● BRIEF
Please render the data below as a Markdown table with a Row column holding a running number and a Line column holding each non-blank line, leaving blank lines out.

● RECORDS TO PROCESS
## Start
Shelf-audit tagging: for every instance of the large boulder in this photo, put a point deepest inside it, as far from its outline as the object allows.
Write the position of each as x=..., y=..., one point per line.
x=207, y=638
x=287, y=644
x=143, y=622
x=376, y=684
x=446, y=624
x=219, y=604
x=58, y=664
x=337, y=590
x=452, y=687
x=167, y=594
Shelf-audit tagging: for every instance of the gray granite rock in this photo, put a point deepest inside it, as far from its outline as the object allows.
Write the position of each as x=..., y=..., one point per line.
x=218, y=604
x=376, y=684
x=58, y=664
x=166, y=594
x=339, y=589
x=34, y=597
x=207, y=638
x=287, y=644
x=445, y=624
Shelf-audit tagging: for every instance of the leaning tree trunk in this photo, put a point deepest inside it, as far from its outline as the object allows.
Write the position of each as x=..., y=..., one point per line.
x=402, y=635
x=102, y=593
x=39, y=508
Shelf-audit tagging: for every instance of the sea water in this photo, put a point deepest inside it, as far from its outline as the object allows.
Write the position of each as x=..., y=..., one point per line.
## End
● SOLUTION BELOW
| Row | Line |
|---|---|
| 1 | Shelf-audit tagging: for every instance of the large boulder in this photo, put a point deepest inside it, as far from its outline as the object allows. |
| 2 | Write the position of each as x=..., y=..., one point per line. |
| 3 | x=207, y=638 |
| 4 | x=287, y=644 |
| 5 | x=143, y=622 |
| 6 | x=376, y=684 |
| 7 | x=446, y=624 |
| 8 | x=219, y=604 |
| 9 | x=58, y=664 |
| 10 | x=337, y=590 |
| 11 | x=452, y=687 |
| 12 | x=167, y=594 |
| 13 | Shelf-audit tagging: for every instance of the gray granite rock in this photo, put a point deepest inside it, as far from its outline as the object allows. |
| 14 | Write the position of each as x=..., y=..., one point per line. |
| 15 | x=218, y=604 |
| 16 | x=376, y=684 |
| 17 | x=58, y=664 |
| 18 | x=166, y=594 |
| 19 | x=339, y=589 |
| 20 | x=34, y=597 |
| 21 | x=207, y=638 |
| 22 | x=287, y=644 |
| 23 | x=445, y=624 |
| 24 | Shelf-audit tagging: for every instance of the leaning tree trunk in this photo, put a point deepest inside it, as far from its outline as the object allows. |
| 25 | Write the position of each as x=..., y=..., one point per line. |
| 26 | x=402, y=635 |
| 27 | x=102, y=593 |
| 28 | x=39, y=508 |
| 29 | Shelf-audit tagging: for every instance of the sea water in this photo, put a point deepest inside it, as far from its outline as the object allows. |
| 30 | Write the position of each as x=..., y=..., one point per line. |